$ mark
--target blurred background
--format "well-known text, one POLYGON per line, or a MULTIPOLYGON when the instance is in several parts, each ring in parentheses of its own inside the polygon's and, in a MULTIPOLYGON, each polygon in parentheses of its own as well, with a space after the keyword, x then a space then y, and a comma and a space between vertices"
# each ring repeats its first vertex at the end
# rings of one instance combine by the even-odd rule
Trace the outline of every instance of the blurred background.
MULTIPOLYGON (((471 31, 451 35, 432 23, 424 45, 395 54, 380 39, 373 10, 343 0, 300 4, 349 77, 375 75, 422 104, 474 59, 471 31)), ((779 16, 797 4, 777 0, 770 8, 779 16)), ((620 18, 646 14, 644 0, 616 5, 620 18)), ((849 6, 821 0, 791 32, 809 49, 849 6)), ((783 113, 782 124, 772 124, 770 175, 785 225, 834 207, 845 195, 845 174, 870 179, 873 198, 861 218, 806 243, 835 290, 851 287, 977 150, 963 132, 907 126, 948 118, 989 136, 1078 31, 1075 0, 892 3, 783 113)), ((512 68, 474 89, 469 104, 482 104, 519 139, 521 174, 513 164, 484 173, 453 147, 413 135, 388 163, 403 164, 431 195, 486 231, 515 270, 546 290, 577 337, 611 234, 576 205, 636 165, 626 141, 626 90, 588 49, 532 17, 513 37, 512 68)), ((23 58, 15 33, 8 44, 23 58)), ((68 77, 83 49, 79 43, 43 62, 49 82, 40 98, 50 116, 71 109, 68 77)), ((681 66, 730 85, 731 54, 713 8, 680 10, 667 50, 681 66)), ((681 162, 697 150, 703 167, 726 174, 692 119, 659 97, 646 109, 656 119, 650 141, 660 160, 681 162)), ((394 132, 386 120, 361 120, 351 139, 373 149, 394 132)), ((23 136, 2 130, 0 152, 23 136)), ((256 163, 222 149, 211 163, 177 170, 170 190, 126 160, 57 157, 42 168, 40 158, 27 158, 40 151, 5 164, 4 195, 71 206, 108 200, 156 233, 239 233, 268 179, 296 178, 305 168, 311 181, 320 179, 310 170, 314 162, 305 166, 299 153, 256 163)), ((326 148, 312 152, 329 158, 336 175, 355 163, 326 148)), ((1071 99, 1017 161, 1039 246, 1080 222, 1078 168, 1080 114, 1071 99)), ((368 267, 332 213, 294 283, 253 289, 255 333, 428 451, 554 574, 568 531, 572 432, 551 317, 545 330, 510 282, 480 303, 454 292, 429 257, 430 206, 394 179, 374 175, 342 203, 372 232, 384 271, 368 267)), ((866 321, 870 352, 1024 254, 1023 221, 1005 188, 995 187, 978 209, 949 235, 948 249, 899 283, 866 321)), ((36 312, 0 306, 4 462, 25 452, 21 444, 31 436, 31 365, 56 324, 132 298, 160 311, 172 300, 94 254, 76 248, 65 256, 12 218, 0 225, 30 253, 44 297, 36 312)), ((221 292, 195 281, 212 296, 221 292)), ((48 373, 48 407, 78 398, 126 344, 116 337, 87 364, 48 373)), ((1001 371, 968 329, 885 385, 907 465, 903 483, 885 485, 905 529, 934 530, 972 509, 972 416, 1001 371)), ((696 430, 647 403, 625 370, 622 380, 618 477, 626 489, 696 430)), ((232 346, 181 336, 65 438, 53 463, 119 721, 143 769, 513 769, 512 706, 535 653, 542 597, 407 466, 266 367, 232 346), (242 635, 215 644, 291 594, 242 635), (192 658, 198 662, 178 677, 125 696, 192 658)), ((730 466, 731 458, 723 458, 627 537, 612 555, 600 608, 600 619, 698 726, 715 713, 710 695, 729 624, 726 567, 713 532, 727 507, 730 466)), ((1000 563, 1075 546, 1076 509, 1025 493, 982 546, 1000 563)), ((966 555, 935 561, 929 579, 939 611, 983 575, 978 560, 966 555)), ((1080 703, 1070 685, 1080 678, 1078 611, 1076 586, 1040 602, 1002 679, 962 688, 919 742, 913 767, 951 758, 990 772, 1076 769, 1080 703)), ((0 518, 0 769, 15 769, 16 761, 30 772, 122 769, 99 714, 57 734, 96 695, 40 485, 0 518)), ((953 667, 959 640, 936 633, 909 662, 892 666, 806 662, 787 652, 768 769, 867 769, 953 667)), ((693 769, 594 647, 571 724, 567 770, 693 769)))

□ □ □ □ □

[Task directions] Copy every line of the items verbatim, from the very first line down to and including the line that contains "Trace the outline".

[Response to this exercise]
$ mark
--target blurred background
--format "well-known text, one POLYGON per line, or a MULTIPOLYGON when the instance is in several parts, each ring in parentheses of its own inside the polygon's and, in a MULTIPOLYGON, each polygon in parentheses of its own as well, with a space after the keyword, x then a space then y, and a comma and a space between vertices"
# each ring repeats its first vertex at the end
# rings of one instance combine by the even-odd rule
Trace the outline of every instance of the blurred background.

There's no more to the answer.